[PROVIDED MATERIAL]
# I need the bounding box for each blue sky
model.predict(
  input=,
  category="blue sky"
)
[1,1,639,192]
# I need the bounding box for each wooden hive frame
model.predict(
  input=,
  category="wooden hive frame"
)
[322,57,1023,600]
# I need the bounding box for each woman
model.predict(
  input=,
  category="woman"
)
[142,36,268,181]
==
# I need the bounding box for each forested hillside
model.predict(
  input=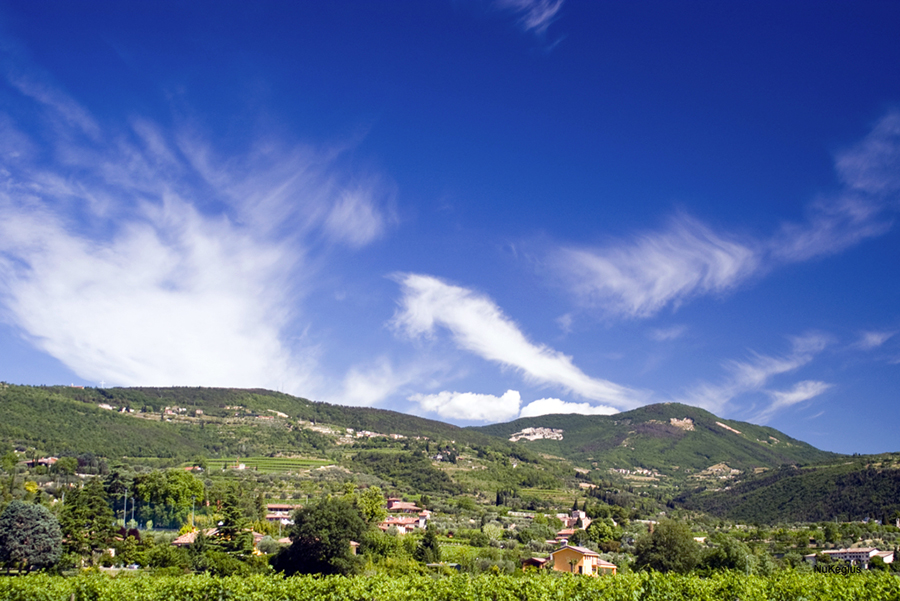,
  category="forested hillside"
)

[WORK INSTRUCTIONS]
Would you filter the entries above and keep each line that has the word "frame"?

[TASK ANSWER]
# I need the bounding box for each wooden hive frame
  category="wooden hive frame"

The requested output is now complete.